*TASK DETAILS*. Among the entries that follow, some lines contain the word "light". Show all of them.

Extracted records:
----

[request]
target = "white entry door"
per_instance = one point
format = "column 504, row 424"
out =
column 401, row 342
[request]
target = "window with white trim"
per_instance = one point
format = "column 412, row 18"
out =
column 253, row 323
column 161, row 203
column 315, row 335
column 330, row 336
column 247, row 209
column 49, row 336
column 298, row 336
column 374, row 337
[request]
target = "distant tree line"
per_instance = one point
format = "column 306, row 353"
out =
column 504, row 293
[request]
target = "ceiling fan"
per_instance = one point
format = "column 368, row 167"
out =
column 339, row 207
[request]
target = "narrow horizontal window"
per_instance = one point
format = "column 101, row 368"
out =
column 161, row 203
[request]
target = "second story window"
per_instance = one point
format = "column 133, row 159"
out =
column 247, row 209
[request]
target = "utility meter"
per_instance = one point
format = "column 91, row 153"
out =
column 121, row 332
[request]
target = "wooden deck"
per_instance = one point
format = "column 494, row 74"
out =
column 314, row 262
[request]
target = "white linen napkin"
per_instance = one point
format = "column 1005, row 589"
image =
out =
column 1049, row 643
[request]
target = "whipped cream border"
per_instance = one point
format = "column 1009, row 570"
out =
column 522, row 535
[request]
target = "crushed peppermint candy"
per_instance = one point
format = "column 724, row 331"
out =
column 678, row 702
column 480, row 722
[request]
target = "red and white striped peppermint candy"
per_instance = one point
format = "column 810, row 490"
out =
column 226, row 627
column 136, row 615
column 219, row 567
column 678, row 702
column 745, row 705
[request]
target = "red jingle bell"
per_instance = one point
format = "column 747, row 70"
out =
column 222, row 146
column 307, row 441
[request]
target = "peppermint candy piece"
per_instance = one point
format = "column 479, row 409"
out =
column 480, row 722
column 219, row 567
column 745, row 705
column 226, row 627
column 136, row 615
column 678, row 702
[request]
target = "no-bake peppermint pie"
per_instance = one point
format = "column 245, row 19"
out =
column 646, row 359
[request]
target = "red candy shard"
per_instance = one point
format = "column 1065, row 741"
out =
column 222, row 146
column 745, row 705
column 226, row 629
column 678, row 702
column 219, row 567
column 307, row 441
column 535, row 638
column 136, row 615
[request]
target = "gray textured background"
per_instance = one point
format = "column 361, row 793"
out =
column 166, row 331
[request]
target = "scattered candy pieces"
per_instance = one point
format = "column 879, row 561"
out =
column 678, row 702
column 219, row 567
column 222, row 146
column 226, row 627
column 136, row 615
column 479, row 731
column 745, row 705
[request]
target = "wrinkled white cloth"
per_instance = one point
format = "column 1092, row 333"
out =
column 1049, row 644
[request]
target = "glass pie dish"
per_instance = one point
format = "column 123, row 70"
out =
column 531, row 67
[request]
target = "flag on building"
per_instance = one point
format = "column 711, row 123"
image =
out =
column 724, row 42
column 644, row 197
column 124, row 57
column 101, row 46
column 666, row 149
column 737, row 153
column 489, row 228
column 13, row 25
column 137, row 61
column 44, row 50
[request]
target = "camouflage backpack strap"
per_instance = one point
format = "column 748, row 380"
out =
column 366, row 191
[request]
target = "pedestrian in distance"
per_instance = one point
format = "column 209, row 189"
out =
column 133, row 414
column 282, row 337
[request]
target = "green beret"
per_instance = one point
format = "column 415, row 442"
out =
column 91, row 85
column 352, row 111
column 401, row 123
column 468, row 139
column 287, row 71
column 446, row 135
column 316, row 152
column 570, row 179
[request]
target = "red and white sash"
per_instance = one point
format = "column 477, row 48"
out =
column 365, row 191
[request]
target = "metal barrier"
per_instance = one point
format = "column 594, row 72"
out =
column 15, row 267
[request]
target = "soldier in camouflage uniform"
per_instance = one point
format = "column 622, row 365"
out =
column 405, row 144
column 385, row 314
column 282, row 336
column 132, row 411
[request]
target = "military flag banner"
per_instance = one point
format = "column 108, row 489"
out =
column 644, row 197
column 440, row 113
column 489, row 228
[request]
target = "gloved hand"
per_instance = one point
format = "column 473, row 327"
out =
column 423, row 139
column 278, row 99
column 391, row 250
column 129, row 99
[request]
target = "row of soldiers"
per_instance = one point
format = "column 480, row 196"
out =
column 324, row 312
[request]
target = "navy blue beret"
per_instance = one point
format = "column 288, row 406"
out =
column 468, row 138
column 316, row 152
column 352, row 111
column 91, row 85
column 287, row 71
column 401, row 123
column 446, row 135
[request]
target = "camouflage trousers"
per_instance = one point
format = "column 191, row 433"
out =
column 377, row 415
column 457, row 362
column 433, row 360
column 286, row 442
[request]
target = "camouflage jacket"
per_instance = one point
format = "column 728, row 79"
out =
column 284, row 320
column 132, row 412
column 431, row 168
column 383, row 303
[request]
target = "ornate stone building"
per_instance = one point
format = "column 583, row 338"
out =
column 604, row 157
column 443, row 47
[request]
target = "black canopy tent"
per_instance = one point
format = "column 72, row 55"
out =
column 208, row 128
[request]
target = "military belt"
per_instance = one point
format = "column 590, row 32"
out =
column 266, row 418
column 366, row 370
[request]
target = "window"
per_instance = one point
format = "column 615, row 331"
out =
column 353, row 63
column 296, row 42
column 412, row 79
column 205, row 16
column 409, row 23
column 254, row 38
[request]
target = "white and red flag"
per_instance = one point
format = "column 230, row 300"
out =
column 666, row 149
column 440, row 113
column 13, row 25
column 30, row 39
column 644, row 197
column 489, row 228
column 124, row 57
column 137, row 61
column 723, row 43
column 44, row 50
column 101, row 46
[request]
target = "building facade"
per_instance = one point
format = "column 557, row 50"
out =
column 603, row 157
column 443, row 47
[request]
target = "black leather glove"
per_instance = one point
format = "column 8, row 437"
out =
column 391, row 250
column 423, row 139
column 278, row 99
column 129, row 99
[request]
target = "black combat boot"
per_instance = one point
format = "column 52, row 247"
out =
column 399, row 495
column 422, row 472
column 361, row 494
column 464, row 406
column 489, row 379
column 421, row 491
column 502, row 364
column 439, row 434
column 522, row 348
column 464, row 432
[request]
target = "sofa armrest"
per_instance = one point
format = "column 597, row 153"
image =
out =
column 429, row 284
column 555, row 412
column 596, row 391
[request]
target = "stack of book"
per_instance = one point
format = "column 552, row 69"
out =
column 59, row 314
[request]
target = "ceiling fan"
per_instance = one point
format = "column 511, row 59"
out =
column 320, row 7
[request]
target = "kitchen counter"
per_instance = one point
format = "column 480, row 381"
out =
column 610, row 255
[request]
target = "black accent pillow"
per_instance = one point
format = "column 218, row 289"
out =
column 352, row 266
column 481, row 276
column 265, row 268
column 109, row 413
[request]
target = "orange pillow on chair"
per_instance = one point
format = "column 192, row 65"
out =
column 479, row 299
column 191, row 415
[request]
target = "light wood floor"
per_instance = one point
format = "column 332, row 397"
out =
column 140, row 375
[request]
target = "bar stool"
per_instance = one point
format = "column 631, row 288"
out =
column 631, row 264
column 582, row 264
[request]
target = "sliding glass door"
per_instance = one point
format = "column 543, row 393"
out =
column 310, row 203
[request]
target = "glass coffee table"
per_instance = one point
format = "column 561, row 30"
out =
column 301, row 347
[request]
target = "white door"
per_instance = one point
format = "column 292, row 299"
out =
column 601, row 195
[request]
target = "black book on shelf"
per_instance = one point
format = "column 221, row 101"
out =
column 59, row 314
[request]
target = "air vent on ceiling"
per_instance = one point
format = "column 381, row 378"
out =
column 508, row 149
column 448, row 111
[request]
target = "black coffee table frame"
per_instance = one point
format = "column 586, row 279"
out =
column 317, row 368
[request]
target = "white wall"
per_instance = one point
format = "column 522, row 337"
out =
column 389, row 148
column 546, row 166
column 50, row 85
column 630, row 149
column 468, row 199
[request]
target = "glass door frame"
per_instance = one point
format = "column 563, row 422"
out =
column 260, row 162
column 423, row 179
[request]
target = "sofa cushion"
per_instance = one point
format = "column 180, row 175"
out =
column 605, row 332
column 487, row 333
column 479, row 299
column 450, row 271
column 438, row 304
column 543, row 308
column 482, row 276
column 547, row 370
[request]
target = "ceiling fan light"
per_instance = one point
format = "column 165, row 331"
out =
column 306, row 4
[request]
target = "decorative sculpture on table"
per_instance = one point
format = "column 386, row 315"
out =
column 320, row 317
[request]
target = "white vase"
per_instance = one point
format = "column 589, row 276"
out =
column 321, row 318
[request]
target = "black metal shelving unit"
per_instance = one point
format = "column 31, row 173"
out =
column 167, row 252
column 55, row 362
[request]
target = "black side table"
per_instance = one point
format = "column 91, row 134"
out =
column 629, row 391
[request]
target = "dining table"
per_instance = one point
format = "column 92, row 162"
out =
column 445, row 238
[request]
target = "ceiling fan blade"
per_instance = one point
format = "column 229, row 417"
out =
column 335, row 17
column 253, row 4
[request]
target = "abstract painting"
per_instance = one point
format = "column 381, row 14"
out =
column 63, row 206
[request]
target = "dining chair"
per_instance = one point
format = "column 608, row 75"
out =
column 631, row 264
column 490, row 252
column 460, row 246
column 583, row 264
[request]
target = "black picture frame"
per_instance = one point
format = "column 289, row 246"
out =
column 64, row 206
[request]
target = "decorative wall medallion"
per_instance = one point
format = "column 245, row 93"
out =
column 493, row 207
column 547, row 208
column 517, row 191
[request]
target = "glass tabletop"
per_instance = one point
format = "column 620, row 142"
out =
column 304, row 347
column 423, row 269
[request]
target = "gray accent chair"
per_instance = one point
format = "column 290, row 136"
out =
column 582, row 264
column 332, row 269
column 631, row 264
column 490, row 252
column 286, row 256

----

*ANSWER FOR THIS EXERCISE*.
target = "light wood floor"
target = "ceiling fan light"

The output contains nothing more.